◆ **Required task**:
Arrange everything from the line containing "Can you see the canyon in" down to the line containing "column 92, row 163" as a two-column CSV with the headers text and answer. Put each row's wording and its answer on one CSV line, each value in a single quoted field with line breaks replaced by spaces.

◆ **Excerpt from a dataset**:
>>>

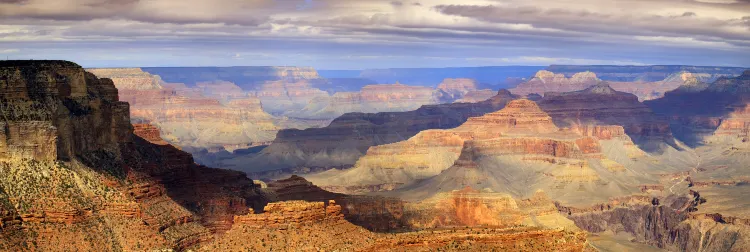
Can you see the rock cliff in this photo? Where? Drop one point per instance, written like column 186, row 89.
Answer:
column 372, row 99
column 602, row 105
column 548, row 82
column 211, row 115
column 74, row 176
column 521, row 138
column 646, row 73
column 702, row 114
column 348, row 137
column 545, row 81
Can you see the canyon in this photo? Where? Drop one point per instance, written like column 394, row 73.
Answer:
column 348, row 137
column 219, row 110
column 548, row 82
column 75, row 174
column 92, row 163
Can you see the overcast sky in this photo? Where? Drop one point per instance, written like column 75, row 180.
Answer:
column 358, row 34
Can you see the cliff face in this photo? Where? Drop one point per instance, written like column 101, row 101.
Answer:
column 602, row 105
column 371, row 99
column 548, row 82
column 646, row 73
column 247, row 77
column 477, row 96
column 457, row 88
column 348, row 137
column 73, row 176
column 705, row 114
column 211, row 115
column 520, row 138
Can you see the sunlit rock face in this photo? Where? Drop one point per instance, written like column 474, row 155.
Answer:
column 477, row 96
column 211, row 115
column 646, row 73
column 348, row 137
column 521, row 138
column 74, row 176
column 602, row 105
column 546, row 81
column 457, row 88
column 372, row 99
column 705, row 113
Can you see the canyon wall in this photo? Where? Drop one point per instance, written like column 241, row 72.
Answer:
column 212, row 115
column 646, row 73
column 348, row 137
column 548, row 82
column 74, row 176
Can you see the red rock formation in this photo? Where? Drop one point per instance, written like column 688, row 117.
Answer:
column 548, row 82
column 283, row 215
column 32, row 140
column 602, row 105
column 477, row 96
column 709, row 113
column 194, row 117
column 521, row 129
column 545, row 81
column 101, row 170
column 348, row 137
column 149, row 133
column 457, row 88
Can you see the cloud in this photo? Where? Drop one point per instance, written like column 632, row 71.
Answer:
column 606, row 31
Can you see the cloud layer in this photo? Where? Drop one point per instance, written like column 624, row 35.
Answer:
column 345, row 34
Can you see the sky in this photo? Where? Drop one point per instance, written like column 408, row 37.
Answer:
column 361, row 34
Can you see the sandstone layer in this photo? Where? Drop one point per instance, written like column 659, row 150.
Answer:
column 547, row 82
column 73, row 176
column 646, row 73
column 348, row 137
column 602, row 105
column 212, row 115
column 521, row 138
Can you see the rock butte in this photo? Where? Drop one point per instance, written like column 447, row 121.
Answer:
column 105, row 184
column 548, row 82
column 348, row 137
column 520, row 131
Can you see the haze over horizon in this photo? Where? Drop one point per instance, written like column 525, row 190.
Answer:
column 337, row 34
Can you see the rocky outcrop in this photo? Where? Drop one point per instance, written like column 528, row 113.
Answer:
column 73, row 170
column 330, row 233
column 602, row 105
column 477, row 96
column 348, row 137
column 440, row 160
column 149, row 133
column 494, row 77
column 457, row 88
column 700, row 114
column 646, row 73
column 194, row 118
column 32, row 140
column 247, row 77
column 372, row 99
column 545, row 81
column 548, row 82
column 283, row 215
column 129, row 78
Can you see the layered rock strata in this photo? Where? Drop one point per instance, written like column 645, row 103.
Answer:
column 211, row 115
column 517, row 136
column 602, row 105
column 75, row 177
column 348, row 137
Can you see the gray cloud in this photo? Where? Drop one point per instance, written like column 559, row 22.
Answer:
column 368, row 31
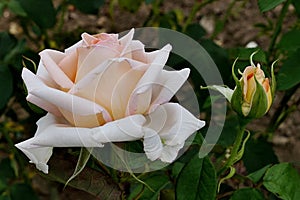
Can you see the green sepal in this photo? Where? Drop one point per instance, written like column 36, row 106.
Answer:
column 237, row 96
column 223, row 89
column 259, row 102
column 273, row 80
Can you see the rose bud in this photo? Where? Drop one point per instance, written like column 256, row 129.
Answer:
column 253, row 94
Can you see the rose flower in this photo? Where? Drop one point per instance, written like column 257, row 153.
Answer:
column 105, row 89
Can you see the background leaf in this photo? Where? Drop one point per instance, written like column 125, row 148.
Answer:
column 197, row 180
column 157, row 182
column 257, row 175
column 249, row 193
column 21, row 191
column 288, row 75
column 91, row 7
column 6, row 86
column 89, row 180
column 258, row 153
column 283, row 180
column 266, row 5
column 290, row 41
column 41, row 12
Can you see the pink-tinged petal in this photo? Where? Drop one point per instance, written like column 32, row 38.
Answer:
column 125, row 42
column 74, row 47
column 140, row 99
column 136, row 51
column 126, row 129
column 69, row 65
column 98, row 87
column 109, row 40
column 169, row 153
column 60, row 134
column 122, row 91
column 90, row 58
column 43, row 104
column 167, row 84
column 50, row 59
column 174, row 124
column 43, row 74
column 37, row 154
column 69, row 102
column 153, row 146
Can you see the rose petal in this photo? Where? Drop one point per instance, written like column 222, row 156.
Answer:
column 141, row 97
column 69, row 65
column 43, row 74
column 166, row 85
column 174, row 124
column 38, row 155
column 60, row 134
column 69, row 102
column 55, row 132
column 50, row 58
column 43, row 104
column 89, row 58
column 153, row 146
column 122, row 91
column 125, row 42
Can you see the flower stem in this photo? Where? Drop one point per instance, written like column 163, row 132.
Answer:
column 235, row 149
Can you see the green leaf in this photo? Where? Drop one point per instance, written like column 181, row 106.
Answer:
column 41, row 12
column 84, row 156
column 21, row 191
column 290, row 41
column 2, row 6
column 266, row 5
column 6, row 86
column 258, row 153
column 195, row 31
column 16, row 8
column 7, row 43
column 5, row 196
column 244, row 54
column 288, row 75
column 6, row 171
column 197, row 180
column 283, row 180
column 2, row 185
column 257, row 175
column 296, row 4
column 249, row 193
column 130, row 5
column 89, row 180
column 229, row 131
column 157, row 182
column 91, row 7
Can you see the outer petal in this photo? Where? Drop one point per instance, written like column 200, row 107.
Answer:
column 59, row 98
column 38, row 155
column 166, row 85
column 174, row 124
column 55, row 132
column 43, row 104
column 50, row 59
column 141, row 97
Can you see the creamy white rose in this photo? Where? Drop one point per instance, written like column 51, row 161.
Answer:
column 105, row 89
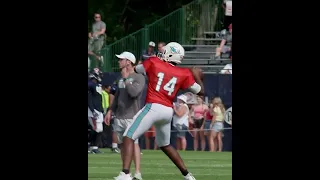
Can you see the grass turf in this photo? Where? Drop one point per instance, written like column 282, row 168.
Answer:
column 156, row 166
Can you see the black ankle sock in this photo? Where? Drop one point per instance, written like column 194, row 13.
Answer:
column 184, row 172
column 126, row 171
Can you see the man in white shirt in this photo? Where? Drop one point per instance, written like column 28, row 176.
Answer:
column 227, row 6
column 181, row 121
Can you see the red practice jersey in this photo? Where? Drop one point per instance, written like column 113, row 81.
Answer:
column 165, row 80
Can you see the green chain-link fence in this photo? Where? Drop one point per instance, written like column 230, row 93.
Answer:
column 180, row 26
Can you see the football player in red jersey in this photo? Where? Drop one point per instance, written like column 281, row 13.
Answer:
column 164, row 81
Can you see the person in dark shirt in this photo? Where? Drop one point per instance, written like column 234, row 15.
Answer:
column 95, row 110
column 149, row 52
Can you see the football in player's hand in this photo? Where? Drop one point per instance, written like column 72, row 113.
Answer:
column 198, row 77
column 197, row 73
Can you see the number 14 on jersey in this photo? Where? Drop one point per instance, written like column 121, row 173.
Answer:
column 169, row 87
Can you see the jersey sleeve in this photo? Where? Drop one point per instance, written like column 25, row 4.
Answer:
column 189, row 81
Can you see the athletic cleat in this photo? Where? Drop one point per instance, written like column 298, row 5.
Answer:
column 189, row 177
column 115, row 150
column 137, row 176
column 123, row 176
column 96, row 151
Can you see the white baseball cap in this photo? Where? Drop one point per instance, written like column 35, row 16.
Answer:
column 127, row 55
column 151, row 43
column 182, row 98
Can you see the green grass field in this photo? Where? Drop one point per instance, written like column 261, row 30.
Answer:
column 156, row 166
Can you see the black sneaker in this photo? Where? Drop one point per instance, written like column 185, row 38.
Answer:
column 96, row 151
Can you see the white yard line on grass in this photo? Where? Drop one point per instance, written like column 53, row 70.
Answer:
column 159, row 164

<<<
>>>

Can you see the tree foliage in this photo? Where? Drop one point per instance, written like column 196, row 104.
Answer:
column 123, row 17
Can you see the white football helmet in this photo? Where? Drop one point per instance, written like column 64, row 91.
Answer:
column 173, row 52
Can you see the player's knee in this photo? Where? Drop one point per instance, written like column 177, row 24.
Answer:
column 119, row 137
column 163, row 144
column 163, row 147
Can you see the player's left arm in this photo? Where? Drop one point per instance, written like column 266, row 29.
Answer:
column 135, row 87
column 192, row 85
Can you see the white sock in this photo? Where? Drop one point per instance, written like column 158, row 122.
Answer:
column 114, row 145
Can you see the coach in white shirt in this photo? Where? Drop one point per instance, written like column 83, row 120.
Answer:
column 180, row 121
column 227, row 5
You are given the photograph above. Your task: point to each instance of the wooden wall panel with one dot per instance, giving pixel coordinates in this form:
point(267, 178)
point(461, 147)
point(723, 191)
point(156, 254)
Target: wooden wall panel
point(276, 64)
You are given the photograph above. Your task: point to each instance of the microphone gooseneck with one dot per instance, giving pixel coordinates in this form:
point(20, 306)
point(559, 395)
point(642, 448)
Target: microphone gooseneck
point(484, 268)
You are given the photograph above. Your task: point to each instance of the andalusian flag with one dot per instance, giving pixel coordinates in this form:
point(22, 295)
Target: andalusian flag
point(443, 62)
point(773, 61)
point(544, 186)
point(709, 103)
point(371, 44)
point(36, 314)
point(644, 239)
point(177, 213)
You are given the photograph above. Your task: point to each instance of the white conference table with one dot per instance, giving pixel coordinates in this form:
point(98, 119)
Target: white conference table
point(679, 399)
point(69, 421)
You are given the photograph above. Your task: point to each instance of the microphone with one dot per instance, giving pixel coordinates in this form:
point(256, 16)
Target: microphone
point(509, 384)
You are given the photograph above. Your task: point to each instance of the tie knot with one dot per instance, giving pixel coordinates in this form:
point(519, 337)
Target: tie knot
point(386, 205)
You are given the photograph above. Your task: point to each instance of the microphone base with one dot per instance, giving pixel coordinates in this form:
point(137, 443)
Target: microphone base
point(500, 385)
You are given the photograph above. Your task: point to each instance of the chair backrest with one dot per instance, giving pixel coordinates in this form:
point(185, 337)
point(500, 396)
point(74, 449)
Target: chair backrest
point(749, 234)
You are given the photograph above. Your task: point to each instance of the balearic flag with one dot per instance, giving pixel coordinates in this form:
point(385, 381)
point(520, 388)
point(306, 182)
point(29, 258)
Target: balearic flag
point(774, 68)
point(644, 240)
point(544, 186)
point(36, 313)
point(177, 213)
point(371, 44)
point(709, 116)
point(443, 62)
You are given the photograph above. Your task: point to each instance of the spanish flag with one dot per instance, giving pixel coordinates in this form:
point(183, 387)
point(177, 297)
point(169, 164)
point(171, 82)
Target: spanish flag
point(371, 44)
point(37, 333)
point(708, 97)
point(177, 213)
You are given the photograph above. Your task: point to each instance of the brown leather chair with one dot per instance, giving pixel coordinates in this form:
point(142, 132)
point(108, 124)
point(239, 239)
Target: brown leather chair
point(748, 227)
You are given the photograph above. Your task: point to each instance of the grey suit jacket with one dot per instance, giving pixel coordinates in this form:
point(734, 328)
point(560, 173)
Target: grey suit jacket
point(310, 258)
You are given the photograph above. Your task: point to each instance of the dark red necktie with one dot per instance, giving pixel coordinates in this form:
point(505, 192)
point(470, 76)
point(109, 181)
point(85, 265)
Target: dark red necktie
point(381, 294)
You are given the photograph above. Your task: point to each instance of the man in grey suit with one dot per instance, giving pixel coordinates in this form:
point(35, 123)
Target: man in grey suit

<<<
>>>

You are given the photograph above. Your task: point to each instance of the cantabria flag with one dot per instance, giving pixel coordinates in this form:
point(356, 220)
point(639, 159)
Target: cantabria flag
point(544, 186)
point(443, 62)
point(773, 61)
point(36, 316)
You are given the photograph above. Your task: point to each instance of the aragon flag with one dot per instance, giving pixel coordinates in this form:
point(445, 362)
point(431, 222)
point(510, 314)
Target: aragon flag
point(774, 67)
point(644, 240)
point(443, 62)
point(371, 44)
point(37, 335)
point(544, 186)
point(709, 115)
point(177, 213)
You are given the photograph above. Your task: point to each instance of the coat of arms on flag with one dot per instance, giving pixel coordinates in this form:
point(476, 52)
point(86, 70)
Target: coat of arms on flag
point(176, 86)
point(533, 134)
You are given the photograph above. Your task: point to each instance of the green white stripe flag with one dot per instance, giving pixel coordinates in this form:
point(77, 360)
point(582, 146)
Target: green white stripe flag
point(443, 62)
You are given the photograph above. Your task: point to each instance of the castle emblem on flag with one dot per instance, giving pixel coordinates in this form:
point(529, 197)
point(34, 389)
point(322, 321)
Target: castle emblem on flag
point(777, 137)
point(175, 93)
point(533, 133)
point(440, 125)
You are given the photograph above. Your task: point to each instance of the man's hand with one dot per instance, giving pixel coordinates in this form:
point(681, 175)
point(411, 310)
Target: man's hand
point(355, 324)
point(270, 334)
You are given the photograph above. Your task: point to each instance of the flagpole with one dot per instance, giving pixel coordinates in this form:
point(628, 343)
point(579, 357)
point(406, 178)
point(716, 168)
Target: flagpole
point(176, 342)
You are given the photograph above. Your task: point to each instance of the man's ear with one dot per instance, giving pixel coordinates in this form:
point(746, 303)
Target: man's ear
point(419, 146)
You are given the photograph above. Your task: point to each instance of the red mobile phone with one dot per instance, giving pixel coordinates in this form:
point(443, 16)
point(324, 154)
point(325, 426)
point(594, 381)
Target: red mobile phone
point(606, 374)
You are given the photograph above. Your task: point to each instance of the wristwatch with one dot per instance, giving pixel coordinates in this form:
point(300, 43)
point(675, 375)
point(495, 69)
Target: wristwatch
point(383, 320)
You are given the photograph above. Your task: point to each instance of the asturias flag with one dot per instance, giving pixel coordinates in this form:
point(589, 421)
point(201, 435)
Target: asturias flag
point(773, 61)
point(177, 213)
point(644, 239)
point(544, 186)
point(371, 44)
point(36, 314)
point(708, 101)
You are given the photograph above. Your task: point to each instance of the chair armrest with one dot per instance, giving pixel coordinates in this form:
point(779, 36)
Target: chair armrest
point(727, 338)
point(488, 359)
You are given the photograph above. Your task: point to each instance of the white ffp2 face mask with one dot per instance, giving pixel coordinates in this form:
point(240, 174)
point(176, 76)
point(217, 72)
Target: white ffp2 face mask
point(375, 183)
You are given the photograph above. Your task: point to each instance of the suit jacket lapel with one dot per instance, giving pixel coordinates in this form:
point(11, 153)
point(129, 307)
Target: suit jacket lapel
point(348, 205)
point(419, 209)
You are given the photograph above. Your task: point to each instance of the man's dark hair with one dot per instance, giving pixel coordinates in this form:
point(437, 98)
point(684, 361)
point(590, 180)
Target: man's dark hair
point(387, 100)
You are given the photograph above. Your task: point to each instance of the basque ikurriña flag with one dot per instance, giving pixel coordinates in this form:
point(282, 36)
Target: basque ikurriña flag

<<<

◆ **Complete output**:
text,answer
"Can you see the canyon in this photo? Where? Drop one point per instance, written like column 394, row 73. Answer:","column 348, row 137 column 219, row 110 column 548, row 82 column 75, row 174 column 92, row 163"